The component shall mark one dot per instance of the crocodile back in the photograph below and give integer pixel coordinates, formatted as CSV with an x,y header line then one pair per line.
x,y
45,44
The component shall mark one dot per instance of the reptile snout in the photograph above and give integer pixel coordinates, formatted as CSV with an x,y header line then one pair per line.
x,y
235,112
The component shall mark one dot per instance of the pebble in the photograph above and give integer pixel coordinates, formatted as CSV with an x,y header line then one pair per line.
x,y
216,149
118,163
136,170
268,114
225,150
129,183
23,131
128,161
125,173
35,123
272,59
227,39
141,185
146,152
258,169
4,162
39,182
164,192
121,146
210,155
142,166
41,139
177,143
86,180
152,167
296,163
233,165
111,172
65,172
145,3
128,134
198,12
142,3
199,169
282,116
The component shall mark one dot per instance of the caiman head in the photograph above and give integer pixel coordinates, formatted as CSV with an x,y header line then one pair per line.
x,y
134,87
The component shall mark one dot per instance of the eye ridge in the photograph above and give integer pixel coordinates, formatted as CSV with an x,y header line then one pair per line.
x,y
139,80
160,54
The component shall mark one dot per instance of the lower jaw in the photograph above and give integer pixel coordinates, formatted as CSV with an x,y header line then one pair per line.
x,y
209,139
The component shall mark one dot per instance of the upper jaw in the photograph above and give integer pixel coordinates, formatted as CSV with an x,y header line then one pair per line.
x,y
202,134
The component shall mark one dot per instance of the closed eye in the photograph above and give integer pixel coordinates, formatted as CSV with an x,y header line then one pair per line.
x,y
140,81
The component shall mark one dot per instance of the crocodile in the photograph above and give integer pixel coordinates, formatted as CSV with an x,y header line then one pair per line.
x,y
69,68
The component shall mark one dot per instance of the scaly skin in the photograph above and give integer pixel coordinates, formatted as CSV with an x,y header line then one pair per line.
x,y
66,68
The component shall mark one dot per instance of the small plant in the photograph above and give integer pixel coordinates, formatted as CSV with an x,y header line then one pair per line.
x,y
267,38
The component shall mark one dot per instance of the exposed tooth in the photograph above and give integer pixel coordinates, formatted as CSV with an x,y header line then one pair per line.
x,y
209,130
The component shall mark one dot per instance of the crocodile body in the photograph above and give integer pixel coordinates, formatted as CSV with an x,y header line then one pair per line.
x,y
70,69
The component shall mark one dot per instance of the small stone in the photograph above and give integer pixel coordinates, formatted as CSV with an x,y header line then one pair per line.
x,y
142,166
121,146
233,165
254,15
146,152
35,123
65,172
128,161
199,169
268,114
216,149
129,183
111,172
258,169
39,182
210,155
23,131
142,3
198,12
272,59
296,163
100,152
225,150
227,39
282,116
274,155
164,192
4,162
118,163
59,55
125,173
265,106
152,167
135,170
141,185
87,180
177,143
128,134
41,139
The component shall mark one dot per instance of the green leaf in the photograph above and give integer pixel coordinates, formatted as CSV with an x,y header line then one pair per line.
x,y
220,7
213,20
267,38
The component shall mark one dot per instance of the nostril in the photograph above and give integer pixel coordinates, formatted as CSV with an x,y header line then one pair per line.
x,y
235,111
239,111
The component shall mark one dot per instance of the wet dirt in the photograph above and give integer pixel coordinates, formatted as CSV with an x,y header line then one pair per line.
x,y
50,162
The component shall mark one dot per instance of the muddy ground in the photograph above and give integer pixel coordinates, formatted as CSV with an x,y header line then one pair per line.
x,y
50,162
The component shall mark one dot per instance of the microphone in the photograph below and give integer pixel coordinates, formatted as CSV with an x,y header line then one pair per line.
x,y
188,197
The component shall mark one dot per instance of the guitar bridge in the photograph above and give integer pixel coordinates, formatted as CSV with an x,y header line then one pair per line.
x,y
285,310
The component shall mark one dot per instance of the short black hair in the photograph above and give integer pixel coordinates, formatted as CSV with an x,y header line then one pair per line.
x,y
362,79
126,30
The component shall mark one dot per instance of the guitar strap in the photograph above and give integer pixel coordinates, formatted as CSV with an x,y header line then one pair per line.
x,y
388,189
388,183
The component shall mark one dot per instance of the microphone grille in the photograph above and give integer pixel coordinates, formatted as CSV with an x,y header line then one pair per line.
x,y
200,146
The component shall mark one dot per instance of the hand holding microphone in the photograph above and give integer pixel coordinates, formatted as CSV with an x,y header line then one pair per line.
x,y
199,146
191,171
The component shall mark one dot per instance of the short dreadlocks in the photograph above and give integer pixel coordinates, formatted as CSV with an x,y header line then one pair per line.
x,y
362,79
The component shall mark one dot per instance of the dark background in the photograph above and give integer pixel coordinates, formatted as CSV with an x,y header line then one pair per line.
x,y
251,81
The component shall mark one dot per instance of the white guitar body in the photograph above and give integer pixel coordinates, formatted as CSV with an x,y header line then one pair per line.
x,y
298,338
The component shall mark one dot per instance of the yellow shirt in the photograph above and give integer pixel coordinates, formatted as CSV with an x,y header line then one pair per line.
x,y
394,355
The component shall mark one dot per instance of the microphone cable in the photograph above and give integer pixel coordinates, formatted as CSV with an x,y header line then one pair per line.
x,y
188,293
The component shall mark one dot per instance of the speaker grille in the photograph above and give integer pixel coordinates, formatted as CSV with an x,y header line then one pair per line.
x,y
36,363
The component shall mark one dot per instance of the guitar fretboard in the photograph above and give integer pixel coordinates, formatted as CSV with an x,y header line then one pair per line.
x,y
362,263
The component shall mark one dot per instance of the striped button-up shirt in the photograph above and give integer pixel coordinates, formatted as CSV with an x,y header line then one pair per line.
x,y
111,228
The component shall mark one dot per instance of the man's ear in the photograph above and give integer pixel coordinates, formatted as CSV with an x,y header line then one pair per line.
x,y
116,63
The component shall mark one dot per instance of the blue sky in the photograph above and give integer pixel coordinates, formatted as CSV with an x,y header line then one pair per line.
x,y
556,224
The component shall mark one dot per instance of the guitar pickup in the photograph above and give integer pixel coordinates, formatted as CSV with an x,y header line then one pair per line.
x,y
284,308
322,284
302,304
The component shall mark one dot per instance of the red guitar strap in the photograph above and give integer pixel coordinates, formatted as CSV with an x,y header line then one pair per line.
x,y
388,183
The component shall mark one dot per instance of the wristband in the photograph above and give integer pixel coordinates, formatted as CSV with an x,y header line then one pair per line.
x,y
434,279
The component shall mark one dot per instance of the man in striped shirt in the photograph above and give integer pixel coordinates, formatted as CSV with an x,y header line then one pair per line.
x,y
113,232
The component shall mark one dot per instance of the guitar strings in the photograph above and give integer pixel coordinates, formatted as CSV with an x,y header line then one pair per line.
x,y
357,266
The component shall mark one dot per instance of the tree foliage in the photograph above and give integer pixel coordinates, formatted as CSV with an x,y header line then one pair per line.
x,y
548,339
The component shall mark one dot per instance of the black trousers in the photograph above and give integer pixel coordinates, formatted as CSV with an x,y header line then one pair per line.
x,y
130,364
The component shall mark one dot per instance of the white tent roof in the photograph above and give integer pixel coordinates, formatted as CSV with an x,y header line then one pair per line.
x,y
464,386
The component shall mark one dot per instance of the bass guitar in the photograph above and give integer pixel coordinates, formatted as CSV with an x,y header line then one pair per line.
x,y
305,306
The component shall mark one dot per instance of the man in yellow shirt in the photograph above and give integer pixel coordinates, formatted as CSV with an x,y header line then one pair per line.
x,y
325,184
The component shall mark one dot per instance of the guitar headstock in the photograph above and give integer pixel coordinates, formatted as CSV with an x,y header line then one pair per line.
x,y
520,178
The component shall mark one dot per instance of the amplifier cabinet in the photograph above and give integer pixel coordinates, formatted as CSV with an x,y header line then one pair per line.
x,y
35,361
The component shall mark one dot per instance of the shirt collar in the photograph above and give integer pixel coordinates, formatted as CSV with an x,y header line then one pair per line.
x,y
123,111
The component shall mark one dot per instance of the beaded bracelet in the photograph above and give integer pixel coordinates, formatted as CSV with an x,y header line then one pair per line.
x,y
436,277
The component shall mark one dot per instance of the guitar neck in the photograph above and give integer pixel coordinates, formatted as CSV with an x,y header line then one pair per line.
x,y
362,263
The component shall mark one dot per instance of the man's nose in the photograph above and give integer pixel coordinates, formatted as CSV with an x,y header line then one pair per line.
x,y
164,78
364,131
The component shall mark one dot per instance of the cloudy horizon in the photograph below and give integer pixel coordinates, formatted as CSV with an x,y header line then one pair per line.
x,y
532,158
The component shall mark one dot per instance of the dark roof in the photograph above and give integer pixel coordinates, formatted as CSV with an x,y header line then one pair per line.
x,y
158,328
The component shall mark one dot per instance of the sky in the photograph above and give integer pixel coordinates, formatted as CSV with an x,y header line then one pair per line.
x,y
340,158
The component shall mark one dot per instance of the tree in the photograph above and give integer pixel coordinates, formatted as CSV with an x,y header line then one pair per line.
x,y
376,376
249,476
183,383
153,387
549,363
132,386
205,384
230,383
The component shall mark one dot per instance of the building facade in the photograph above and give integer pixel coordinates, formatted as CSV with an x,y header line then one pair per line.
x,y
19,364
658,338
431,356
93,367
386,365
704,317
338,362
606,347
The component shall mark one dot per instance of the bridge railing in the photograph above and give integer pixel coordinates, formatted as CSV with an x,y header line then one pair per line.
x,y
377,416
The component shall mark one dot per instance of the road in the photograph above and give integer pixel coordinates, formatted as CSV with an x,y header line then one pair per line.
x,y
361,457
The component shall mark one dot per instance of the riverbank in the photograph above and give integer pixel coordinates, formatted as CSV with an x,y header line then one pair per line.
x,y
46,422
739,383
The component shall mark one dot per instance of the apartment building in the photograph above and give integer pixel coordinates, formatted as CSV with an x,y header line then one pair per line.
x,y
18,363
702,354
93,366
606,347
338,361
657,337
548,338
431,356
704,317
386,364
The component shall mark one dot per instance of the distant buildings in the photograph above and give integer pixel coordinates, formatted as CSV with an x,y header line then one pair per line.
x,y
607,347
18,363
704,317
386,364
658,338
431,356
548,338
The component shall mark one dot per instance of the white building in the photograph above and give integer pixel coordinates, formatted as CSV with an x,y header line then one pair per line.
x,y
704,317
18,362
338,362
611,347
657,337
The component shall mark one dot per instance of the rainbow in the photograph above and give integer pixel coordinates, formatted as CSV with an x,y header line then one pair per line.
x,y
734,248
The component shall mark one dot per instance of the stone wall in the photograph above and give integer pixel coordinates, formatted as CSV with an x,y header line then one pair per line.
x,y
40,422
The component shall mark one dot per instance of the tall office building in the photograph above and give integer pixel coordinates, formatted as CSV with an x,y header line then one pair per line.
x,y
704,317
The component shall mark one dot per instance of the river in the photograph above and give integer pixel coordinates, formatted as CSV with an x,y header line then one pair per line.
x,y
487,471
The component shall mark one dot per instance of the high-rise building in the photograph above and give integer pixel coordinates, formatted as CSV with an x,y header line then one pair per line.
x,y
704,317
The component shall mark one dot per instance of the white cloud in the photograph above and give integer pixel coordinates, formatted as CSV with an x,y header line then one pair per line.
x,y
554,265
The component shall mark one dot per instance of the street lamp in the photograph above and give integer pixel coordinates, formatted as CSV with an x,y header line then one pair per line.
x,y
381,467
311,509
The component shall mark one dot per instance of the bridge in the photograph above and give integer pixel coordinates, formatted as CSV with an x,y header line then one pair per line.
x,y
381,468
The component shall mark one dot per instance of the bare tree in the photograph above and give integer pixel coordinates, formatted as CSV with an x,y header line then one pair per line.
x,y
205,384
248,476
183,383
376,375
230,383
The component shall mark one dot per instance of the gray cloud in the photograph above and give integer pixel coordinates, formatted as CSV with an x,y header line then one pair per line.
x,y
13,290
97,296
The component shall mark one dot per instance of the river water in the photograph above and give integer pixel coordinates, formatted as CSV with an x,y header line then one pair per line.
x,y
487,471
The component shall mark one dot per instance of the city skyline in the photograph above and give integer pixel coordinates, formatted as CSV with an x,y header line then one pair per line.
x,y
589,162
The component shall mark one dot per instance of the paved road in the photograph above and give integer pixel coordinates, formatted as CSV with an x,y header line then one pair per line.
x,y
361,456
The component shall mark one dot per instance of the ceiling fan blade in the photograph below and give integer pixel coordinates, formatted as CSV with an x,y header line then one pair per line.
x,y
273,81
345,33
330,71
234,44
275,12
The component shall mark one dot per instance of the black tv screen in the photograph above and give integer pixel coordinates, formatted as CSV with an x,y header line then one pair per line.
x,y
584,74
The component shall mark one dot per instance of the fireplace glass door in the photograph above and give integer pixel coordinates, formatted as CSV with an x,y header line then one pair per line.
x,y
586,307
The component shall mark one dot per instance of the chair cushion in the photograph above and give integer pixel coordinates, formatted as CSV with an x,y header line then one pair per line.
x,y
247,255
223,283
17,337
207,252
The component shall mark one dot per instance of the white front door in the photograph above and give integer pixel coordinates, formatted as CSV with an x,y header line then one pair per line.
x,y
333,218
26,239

» Exercise goal: Beginning at the line that contains "The component shall mark one dot per instance of the chair", retype each line of the listing up to and including the last one, exactly as it stands, and nothing else.

» Exercise response:
The component shall mark one dot per instance of the chair cushion in the photograph above and give integer pixel coordinates, formatted as CSV with an x,y header line then one pair per line.
x,y
247,255
223,283
17,337
207,252
The component shall mark one dot per instance of the white front door in the photograph above and give integer pixel coordinates, formatted as CSV with an x,y header line then one pair per line.
x,y
333,218
26,239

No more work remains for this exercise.